• Excerpt provided
JEFFERSON CITY, Mo. -- Attorneys for several disabled Missourians said Tuesday that they were appealing a federal court decision that allows the state to halt Medicaid coverage of some medical equipment.
U.S. District Judge Dean Whipple denied a request for a preliminary injunction Sept. 13, but attorneys for the disabled are raising the issue again with the 8th U.S. Circuit Court of Appeals.
On Sept. 1, the state Medicaid program for the poor stopped covering durable medical equipment such as hospital beds, wheelchair batteries, breathing aids and cushions used to prevent bedsores. The cuts affected most adults on the program but specifically exempted the blind, pregnant and children.
Attorneys for the plaintiffs argued that the exceptions illegally discriminate based on diagnosis. By providing payment for some people's equipment expenses, they argued, Missouri had committed to paying such expenses for all who met federal Medicaid eligibility.
But Whipple ruled that the federal government does not require state Medicaid programs to cover durable medical equipment, so the Missouri Legislature and governor legally can opt not to do so. The judge also said federal Medicaid regulations allow for more services to be provided to children and pregnant women, and the state has applied for a federal waiver to offer more services to the blind than to other categories of people.
"We thought the judge's decision was legally not correct," said Thomas Kennedy, an Alton, Ill., attorney who represents the disabled plaintiffs. "This is an emergency for almost 400,000 people in Missouri, so we appealed."
The Department of Social Services says that about 340,000 Medicaid recipients are eligible for the medical services that were eliminated, but some smaller portion would have actually used those services.
Department spokeswoman Deborah Scott said the agency will continue to carry out the cuts while the case is appealed.

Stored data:
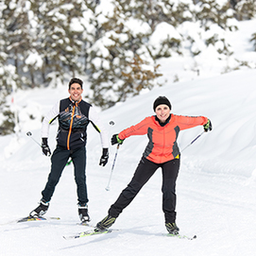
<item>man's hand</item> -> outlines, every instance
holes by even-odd
[[[99,160],[99,165],[105,166],[109,160],[109,148],[102,149],[102,156]]]
[[[124,140],[121,140],[118,138],[118,134],[113,134],[112,138],[111,138],[111,145],[115,145],[115,144],[123,144]]]
[[[42,151],[43,154],[46,157],[49,157],[51,155],[51,149],[48,145],[48,139],[47,138],[42,138]]]
[[[213,129],[213,126],[210,119],[208,119],[208,122],[203,126],[203,128],[205,132],[211,131]]]

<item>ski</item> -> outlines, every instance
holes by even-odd
[[[187,235],[183,235],[183,234],[172,234],[172,233],[167,233],[167,234],[163,234],[165,236],[168,236],[168,237],[177,237],[177,238],[179,238],[179,239],[187,239],[187,240],[194,240],[196,238],[196,235],[195,234],[194,236],[187,236]]]
[[[87,221],[77,223],[77,225],[94,228],[94,226],[93,226],[92,224],[89,224]]]
[[[43,217],[43,216],[37,216],[37,217],[24,217],[21,219],[18,219],[16,222],[21,223],[21,222],[27,222],[27,221],[40,221],[40,220],[50,220],[50,219],[60,219],[60,217]]]
[[[81,237],[86,237],[86,236],[96,235],[96,234],[111,233],[111,232],[114,232],[114,231],[118,231],[118,230],[112,230],[112,229],[105,230],[92,230],[80,232],[80,233],[77,233],[75,235],[63,236],[63,238],[66,240],[71,240],[71,239],[77,239],[77,238],[81,238]]]
[[[0,226],[4,226],[4,225],[9,225],[9,224],[15,224],[15,223],[22,223],[22,222],[27,222],[27,221],[40,221],[40,220],[51,220],[51,219],[60,219],[60,217],[31,217],[31,216],[27,216],[27,217],[24,217],[24,218],[20,218],[17,220],[12,220],[9,222],[6,222],[6,223],[1,223]]]

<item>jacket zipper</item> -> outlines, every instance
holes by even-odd
[[[71,122],[70,122],[70,126],[69,126],[68,138],[67,138],[67,149],[68,150],[70,150],[69,143],[70,143],[70,136],[71,136],[71,131],[72,131],[72,126],[73,126],[73,120],[74,120],[76,107],[77,107],[77,103],[73,107],[73,110],[72,110],[72,116],[71,116]]]

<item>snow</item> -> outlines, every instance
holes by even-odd
[[[229,33],[230,39],[235,41],[234,58],[239,55],[245,61],[255,61],[255,52],[248,42],[254,29],[252,25],[255,21],[241,23],[242,30]],[[208,59],[200,61],[203,67]],[[213,67],[216,63],[217,60]],[[23,110],[21,131],[17,135],[0,137],[1,255],[255,254],[256,71],[242,69],[216,76],[213,68],[209,76],[173,83],[172,69],[178,70],[181,65],[184,63],[174,67],[162,60],[163,78],[169,79],[165,86],[119,103],[100,114],[111,135],[152,115],[155,98],[166,95],[172,103],[172,112],[211,119],[213,131],[203,134],[182,152],[177,181],[177,224],[181,234],[196,234],[197,238],[188,241],[162,235],[166,230],[162,212],[160,170],[116,220],[113,228],[120,229],[119,232],[70,241],[62,238],[90,229],[77,225],[78,215],[72,165],[65,167],[46,213],[46,216],[60,216],[60,220],[9,223],[26,216],[41,198],[50,159],[42,155],[33,139],[41,142],[42,117],[59,99],[68,96],[67,85],[59,84],[54,88],[18,91],[15,106]],[[10,102],[10,97],[7,100]],[[37,117],[27,118],[31,114]],[[111,126],[110,121],[115,125]],[[31,138],[26,135],[28,130],[33,134]],[[57,123],[54,123],[49,140],[52,150],[56,130]],[[201,131],[201,127],[181,131],[179,148],[184,148]],[[134,136],[120,146],[111,190],[107,192],[116,146],[110,146],[109,163],[99,166],[99,136],[89,128],[86,172],[92,225],[106,216],[111,204],[129,182],[146,143],[146,136]]]

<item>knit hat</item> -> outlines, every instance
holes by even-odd
[[[161,104],[164,104],[164,105],[167,105],[169,107],[169,109],[171,110],[172,109],[172,105],[170,103],[170,101],[165,97],[165,96],[159,96],[154,104],[153,104],[153,110],[154,111],[156,111],[156,109],[159,105]]]

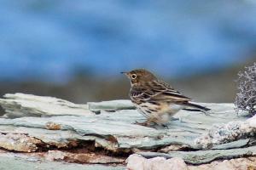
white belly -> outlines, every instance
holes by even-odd
[[[172,116],[173,116],[177,111],[185,107],[183,105],[171,104],[171,105],[163,105],[160,106],[152,105],[149,103],[144,103],[141,105],[135,105],[137,108],[137,110],[143,115],[148,120],[158,124],[164,124],[170,121]],[[148,112],[147,107],[154,109],[157,111]]]

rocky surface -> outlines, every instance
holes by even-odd
[[[256,169],[256,157],[215,161],[200,166],[187,165],[181,158],[154,157],[146,159],[140,155],[131,155],[127,159],[129,170],[253,170]]]
[[[237,116],[232,104],[201,104],[212,109],[209,115],[180,111],[167,128],[134,124],[144,117],[128,100],[76,105],[15,94],[0,99],[0,105],[6,112],[0,118],[0,147],[52,164],[114,164],[118,169],[137,153],[140,160],[160,164],[171,159],[166,164],[179,162],[174,163],[178,169],[256,154],[255,117]]]

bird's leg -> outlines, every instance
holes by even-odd
[[[138,122],[136,121],[134,124],[141,125],[141,126],[144,126],[144,127],[149,127],[150,123],[151,123],[151,122],[149,122],[148,120],[147,120],[147,121],[145,121],[143,122]]]

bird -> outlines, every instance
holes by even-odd
[[[210,110],[209,108],[192,103],[190,98],[183,95],[145,69],[121,73],[130,79],[129,96],[131,102],[147,119],[144,122],[137,122],[137,124],[148,127],[156,123],[166,126],[180,110],[200,110],[204,113]]]

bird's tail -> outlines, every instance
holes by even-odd
[[[209,108],[207,108],[207,107],[196,105],[196,104],[193,104],[193,103],[189,103],[189,102],[186,103],[185,105],[189,106],[189,108],[185,108],[183,110],[189,110],[189,111],[202,111],[202,112],[206,112],[206,111],[208,111],[208,110],[211,110]]]

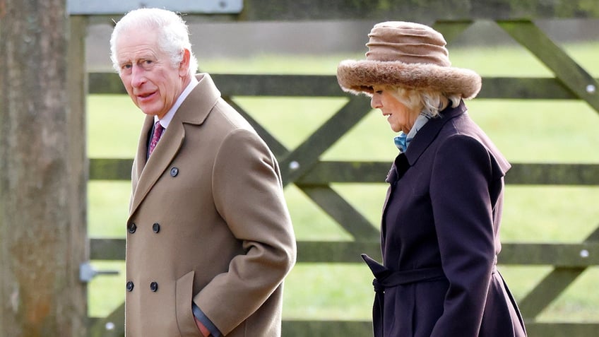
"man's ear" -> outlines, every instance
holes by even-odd
[[[181,60],[181,63],[179,64],[179,76],[186,76],[189,73],[189,59],[191,57],[191,54],[189,52],[189,49],[183,49],[183,59]]]

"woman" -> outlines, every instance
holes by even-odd
[[[374,274],[374,335],[525,336],[496,268],[504,176],[510,165],[468,117],[481,78],[451,66],[445,40],[426,25],[386,22],[366,60],[345,60],[341,88],[372,97],[400,153],[384,206],[383,265]]]

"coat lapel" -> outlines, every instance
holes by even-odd
[[[153,124],[153,117],[148,116],[143,122],[138,141],[137,153],[132,174],[133,194],[129,215],[133,215],[146,198],[158,178],[168,167],[185,139],[184,124],[201,124],[214,107],[220,93],[207,73],[197,76],[199,83],[186,97],[173,116],[158,145],[150,158],[148,153],[148,136]]]

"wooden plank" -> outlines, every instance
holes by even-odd
[[[394,20],[428,23],[435,20],[521,18],[597,18],[598,1],[569,0],[389,0],[327,1],[245,0],[240,19],[268,20]]]
[[[514,163],[506,183],[527,185],[599,185],[599,165]]]
[[[589,337],[597,336],[598,322],[536,322],[525,321],[528,337]]]
[[[584,243],[599,242],[599,227],[584,240]],[[571,254],[572,252],[570,253]],[[575,253],[574,253],[575,254]],[[579,254],[581,257],[596,258],[599,251],[582,248]],[[586,259],[584,257],[584,259]],[[585,271],[586,266],[577,268],[557,267],[547,275],[526,296],[520,301],[520,308],[526,317],[536,317],[559,294],[566,290]]]
[[[354,239],[376,242],[380,237],[380,232],[329,186],[299,187]]]
[[[476,98],[579,100],[557,78],[523,77],[484,77]]]
[[[432,25],[432,28],[443,34],[443,37],[445,38],[447,45],[451,45],[453,40],[460,36],[473,23],[474,23],[474,21],[472,20],[438,20]]]
[[[299,177],[298,185],[321,185],[331,182],[383,183],[391,167],[389,162],[319,162]],[[514,163],[506,183],[530,185],[598,185],[599,165]]]
[[[124,261],[125,239],[90,239],[90,259]]]
[[[545,64],[572,93],[599,112],[599,82],[536,25],[530,20],[497,21],[497,24]]]
[[[355,96],[308,139],[280,160],[283,184],[292,182],[317,162],[319,157],[357,124],[371,110],[370,100]]]
[[[339,60],[341,61],[340,59]],[[222,93],[240,96],[343,97],[331,75],[210,74]]]
[[[289,150],[283,145],[282,143],[278,141],[274,136],[271,134],[266,129],[264,129],[262,125],[260,124],[254,117],[251,117],[249,114],[248,114],[242,107],[240,107],[237,103],[231,99],[230,96],[225,96],[225,100],[227,101],[234,109],[235,109],[242,116],[245,118],[247,122],[251,125],[251,126],[256,130],[256,132],[260,135],[260,137],[266,143],[268,146],[268,148],[271,148],[271,150],[273,151],[273,153],[277,158],[283,157],[289,153]]]

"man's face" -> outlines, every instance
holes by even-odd
[[[170,56],[158,48],[157,35],[143,29],[122,32],[117,41],[117,59],[121,81],[134,103],[160,119],[183,91],[187,69],[184,61],[173,68]]]

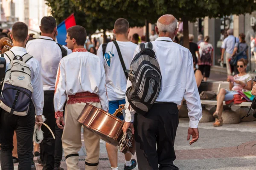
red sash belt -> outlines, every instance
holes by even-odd
[[[90,102],[99,103],[99,96],[90,92],[78,93],[74,95],[69,95],[67,104],[72,105],[75,103],[89,103]]]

• Required actions
(a) In the Medicaid article, on what date did the state Medicaid program stop covering durable medical equipment?
(b) Does each statement agree with the Medicaid article? Answer yes or no for each and quote the words of the article that decide it. (i) Judge Whipple granted the request for a preliminary injunction. (ii) The cuts exempted the blind, pregnant women and children. (iii) The Department of Social Services will stop the cuts while the case is on appeal.
(c) Repeat the passage of the Medicaid article word for word from "On Sept. 1, the" up to and including "federal Medicaid eligibility.".

• Solutions to the problems
(a) Sept. 1

(b)
(i) No: "U.S. District Judge Dean Whipple denied a request for a preliminary injunction Sept. 13"
(ii) Yes: "specifically exempted the blind, pregnant and children"
(iii) No: "the agency will continue to carry out the cuts while the case is appealed"

(c)
On Sept. 1, the state Medicaid program for the poor stopped covering durable medical equipment such as hospital beds, wheelchair batteries, breathing aids and cushions used to prevent bedsores. The cuts affected most adults on the program but specifically exempted the blind, pregnant and children.
Attorneys for the plaintiffs argued that the exceptions illegally discriminate based on diagnosis. By providing payment for some people's equipment expenses, they argued, Missouri had committed to paying such expenses for all who met federal Medicaid eligibility.